_AIM_
In the records below, rewrite everything from the line containing "background in this photo." down to the line containing "Target: green foliage", both ends included and the requests kept, adding -40 to each pixel coordinate in the answers. Return only those lines.

______________________________

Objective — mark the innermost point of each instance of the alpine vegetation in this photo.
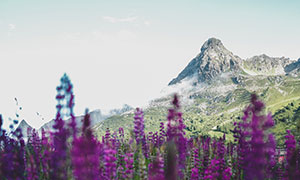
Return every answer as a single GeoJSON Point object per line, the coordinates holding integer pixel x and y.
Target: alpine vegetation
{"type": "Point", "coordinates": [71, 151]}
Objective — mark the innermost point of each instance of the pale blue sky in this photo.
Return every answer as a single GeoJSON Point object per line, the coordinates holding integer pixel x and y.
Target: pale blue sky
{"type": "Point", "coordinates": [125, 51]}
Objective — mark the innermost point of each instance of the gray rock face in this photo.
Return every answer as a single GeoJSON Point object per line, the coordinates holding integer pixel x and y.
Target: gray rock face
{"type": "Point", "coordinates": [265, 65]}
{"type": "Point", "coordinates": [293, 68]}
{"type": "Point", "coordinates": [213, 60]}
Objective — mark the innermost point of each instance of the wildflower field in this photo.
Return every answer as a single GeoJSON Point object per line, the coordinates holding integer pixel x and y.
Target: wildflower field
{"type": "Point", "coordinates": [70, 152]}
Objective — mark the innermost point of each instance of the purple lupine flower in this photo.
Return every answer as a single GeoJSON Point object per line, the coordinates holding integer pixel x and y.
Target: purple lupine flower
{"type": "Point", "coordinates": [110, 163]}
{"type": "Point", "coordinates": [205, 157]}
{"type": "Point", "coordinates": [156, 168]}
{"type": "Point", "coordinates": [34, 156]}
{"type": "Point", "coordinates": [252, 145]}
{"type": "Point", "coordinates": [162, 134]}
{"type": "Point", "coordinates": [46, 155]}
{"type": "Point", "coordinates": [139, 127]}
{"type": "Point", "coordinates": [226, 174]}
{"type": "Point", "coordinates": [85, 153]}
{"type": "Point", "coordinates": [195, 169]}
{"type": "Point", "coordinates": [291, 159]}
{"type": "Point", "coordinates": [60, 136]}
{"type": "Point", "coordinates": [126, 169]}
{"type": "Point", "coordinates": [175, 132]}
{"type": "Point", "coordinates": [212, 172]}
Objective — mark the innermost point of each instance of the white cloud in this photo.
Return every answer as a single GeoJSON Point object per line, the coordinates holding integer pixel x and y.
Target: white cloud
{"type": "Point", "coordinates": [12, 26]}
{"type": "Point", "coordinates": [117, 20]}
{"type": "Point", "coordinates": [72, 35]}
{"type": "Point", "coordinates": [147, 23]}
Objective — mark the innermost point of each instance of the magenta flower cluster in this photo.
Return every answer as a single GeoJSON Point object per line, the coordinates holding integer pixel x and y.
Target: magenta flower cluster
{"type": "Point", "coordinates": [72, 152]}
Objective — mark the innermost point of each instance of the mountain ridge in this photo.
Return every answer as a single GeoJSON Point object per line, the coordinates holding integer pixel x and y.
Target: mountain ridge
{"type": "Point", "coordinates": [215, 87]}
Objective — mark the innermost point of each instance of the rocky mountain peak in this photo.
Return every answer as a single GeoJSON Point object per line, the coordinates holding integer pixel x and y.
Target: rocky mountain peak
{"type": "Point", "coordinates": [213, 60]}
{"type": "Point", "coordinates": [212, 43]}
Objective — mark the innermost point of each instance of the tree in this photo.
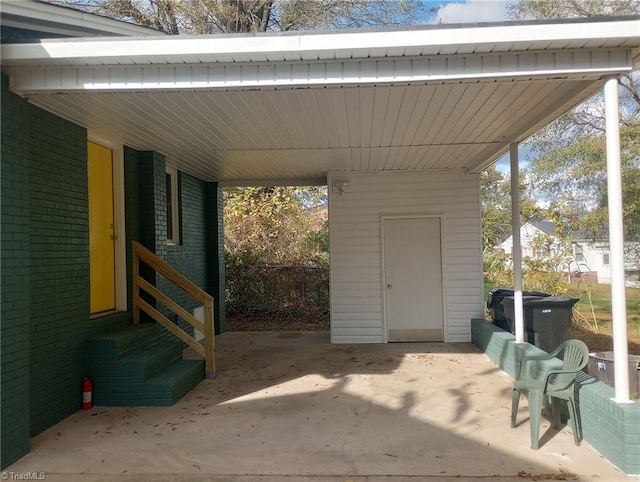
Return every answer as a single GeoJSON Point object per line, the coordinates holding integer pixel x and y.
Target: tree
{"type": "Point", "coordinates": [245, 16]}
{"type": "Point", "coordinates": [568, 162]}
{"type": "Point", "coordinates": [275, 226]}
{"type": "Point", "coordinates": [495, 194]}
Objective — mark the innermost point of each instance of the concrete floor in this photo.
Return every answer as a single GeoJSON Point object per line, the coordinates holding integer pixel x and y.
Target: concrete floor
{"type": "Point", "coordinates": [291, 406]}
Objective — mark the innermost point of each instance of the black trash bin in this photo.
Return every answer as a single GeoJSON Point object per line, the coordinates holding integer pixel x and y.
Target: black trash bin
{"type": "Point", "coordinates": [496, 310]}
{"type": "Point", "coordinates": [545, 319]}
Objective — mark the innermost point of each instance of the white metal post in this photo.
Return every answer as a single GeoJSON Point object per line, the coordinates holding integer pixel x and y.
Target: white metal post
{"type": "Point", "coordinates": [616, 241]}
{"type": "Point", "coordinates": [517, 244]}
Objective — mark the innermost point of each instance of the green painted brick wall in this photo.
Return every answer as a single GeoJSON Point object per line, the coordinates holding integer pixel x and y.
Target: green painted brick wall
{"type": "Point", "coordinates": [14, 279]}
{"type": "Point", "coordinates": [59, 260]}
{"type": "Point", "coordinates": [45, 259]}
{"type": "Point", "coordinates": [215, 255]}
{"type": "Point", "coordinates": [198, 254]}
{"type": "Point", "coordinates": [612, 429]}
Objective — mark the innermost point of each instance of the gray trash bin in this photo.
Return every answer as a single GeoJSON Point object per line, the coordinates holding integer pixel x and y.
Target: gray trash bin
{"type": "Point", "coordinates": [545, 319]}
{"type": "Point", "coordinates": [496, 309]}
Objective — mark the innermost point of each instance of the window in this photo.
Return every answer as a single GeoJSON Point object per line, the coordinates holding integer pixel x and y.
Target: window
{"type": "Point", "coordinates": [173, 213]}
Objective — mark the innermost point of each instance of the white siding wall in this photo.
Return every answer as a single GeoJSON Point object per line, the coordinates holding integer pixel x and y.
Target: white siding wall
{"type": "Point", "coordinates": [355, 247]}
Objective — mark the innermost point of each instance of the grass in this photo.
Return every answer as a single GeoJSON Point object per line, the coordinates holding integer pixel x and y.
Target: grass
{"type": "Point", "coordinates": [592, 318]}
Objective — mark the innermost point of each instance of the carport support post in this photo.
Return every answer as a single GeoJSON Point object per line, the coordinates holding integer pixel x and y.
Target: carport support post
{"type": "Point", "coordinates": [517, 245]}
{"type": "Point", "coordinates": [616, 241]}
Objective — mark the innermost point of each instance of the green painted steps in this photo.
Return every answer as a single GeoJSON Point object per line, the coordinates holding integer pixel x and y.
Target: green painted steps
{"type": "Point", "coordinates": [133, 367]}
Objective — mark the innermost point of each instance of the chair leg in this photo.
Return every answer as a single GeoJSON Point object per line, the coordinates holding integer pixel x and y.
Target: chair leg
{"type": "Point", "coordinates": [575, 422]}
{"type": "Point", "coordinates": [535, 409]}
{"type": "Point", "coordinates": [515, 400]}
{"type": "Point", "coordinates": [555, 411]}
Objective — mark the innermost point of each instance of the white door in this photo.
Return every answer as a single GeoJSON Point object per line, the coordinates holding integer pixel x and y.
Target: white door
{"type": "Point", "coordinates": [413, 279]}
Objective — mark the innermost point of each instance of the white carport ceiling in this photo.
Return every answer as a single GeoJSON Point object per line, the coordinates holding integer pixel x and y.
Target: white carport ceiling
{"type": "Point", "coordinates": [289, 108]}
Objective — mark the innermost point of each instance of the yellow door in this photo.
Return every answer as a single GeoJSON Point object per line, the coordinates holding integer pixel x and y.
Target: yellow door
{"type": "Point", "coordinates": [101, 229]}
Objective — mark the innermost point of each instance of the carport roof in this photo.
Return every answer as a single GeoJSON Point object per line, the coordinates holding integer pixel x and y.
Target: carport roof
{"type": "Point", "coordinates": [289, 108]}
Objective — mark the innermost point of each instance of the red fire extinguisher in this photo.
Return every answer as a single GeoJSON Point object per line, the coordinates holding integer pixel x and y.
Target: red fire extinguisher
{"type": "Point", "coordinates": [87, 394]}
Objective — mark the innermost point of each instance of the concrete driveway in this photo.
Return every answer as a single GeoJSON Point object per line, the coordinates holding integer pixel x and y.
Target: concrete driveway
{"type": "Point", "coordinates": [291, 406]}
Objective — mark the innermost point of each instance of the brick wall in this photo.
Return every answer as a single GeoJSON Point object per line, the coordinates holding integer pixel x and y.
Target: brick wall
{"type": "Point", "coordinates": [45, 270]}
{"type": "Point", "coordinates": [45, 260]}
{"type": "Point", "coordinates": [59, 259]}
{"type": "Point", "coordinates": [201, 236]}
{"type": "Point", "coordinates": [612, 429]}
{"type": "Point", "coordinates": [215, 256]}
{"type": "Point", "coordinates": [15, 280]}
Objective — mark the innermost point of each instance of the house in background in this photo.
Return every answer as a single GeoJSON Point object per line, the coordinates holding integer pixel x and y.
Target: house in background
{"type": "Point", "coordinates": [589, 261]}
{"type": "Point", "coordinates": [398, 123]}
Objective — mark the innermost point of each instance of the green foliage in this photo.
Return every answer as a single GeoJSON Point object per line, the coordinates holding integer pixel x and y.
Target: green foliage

______________________________

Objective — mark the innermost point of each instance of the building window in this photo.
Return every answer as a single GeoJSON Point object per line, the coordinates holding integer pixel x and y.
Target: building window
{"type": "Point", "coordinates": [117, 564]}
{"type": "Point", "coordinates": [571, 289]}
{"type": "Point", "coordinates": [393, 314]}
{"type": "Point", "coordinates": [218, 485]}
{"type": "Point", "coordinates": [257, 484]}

______________________________

_ANSWER TO THE EXERCISE_
Objective — mark the innermost point of each instance of the house in background in this photo.
Return every answer as a single GeoJSON Point object per line, the coordinates holding integer pixel x and y.
Target: house in background
{"type": "Point", "coordinates": [549, 221]}
{"type": "Point", "coordinates": [358, 83]}
Objective — mark the innermost point of each instance of the green foliage in this photo.
Return every answer as a single GeoJSON Point object per line, the coordinates holding integer pixel x and y.
Target: green foliage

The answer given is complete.